___ EXCERPTED TEXT ___

Learning that life is about progress, not perfection
It took me 31 years to learn that I was needlessly worrying about not being perfect, and not only that, I was expecting everyone else to be perfect too.
I have started and restarted this blog post three or four times within the last couple of months. And the thing is, I still don’t know how to express my feelings in a perfect package. But that’s kind of the point of this post I guess...
Perfection is an illusion. It’s a farce. Once you really know that (and trust me I still have days where I feel perfection is possible), you’ll be happier.
Am I saying you should give up on your ideals? Nope. I am saying you'll have to compromise certain things, but you should know where your boundaries are, don't lose sight of those.
Asking me what I want can sometimes be a bit like asking me to perform a quadratic equation... As in please don’t. I'd probably be better at solving the math problem than at pinpointing exactly what it is I want.
Does anyone really know what they want? With specific detail? If they do, I envy them. I can list you things I don’t want, easily. I can list you things I wish were different too, but I won’t necessarily have
a solution for how to change them.
I spend all year wishing for summer. It's my favourite time of the year. I hate the cold, I'm not a fan of the rain and wind either. Gloomy grey skies kill my mood.
So I suppose one thing I want is eternal summer... not sure that's on the list of things I can control though, so I'll just have to keep wishing for that one.
Summer is the best. Parties, family gatherings, holidays, bbqs, days out, nights out... you get the picture. And as someone on a health and fitness journey I spent a lot of the summer feeling like I was disappointing myself and my team.
I did not stick to my nutrition plan every day. I overindulged at parties. I skipped workouts when I didn't have the time or energy to get them done... and sometimes I skipped them because I had something I wanted to do more than work out.
I enjoyed my summer. A lot. I went on holiday and had a great time, something I hadn't done in years. I met new people, left my comfort zone a few towns behind me and took chances. I made changes, some big, some small. I laughed, I cried, I learned from my mistakes and made the same mistakes I've made dozens of times before. Essentially, I lived my life. So why was I so disappointed in myself for just living my life? Why did I have such high expectations even though I knew I would never be able to keep up with them unless I lived the life of a monk?

___ GIVEN ENTRIES ___

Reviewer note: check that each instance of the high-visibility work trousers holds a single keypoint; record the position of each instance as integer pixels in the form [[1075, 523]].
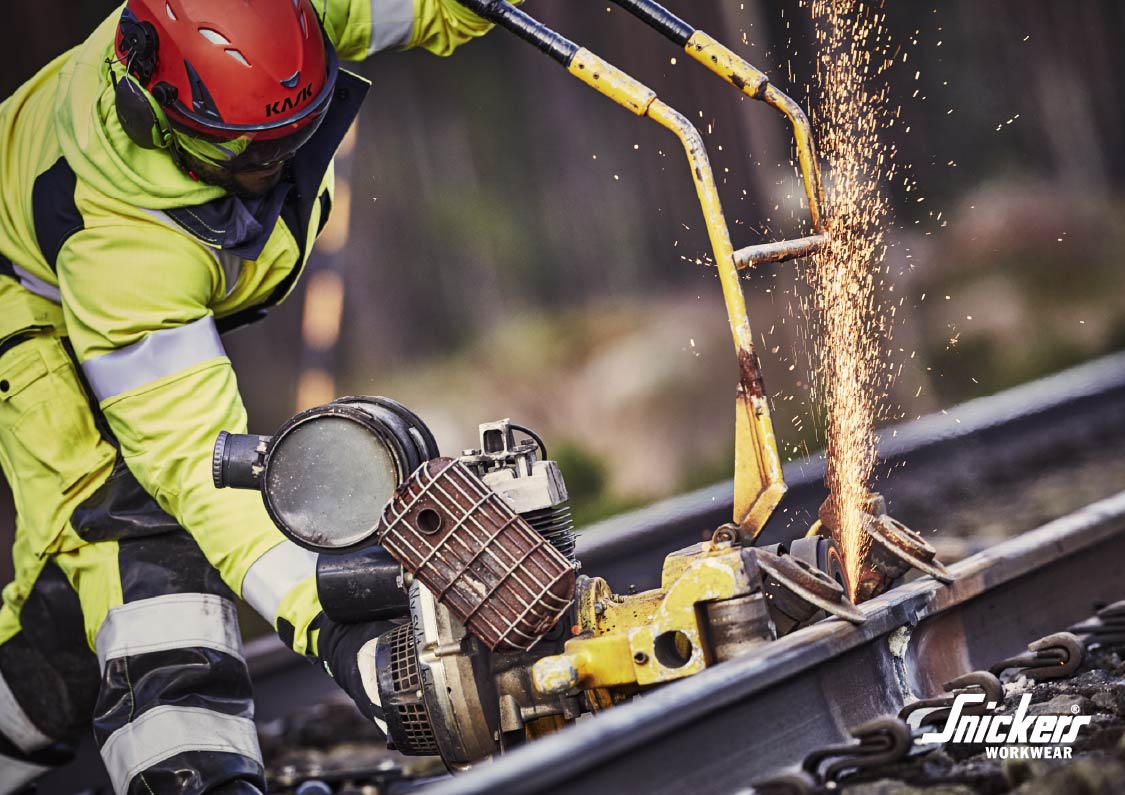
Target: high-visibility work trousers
[[137, 635]]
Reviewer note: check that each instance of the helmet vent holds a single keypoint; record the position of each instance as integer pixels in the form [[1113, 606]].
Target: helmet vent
[[214, 36]]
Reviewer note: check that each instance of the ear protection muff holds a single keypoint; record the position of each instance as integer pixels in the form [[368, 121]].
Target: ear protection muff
[[140, 110]]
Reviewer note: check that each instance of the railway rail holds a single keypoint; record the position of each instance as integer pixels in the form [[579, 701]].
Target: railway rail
[[726, 726], [717, 731]]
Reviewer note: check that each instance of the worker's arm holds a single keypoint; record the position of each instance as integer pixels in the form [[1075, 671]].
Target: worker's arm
[[136, 303], [361, 27]]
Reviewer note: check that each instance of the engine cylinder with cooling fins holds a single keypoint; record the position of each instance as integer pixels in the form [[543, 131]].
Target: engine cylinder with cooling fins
[[556, 525]]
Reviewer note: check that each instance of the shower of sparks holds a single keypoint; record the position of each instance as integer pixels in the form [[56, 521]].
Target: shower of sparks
[[848, 325]]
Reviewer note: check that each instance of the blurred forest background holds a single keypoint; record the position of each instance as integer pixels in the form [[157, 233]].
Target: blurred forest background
[[509, 243]]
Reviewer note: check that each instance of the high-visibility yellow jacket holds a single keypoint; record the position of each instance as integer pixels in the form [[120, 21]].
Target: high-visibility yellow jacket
[[143, 268]]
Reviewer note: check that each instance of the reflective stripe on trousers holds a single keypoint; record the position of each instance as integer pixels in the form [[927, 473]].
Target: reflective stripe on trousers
[[165, 731], [176, 621], [16, 725], [176, 696]]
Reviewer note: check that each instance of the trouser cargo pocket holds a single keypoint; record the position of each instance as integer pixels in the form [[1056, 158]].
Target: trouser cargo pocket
[[50, 445]]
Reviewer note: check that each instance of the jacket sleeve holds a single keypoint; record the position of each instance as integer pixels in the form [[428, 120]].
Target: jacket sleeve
[[136, 299], [361, 27]]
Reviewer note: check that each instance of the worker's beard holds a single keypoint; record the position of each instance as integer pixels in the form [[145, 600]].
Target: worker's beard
[[246, 184]]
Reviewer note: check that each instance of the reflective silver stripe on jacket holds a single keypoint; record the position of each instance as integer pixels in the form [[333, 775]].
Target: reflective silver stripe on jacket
[[165, 731], [176, 621], [161, 353], [16, 774], [16, 725], [392, 24], [34, 283], [272, 576]]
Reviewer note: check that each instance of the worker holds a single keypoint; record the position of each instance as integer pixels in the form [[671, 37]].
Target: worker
[[162, 184]]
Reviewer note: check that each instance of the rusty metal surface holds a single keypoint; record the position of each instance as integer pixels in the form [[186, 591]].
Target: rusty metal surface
[[500, 577], [926, 464], [779, 251], [1013, 431], [718, 731]]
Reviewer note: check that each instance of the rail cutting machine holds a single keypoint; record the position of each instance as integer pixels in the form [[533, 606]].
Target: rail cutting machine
[[496, 635]]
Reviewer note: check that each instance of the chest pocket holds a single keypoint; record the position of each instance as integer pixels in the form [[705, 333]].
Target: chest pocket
[[48, 439]]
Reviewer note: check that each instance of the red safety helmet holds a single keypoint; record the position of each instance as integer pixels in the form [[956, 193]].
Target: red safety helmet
[[241, 84]]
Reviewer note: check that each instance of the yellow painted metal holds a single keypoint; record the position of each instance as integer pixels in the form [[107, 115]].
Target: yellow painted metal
[[754, 83], [645, 639], [606, 79], [758, 482]]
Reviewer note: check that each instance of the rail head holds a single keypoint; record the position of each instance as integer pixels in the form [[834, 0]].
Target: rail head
[[916, 638]]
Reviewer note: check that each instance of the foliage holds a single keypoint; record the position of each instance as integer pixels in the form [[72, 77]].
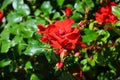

___

THE TASK: Please write out the passage from the post on progress over perfection above, from "Am I saying" up to and including "to change them.".

EXERCISE SOLUTION:
Am I saying you should give up on your ideals? Nope. I am saying you'll have to compromise certain things, but you should know where your boundaries are, don't lose sight of those.
Asking me what I want can sometimes be a bit like asking me to perform a quadratic equation... As in please don’t. I'd probably be better at solving the math problem than at pinpointing exactly what it is I want.
Does anyone really know what they want? With specific detail? If they do, I envy them. I can list you things I don’t want, easily. I can list you things I wish were different too, but I won’t necessarily have
a solution for how to change them.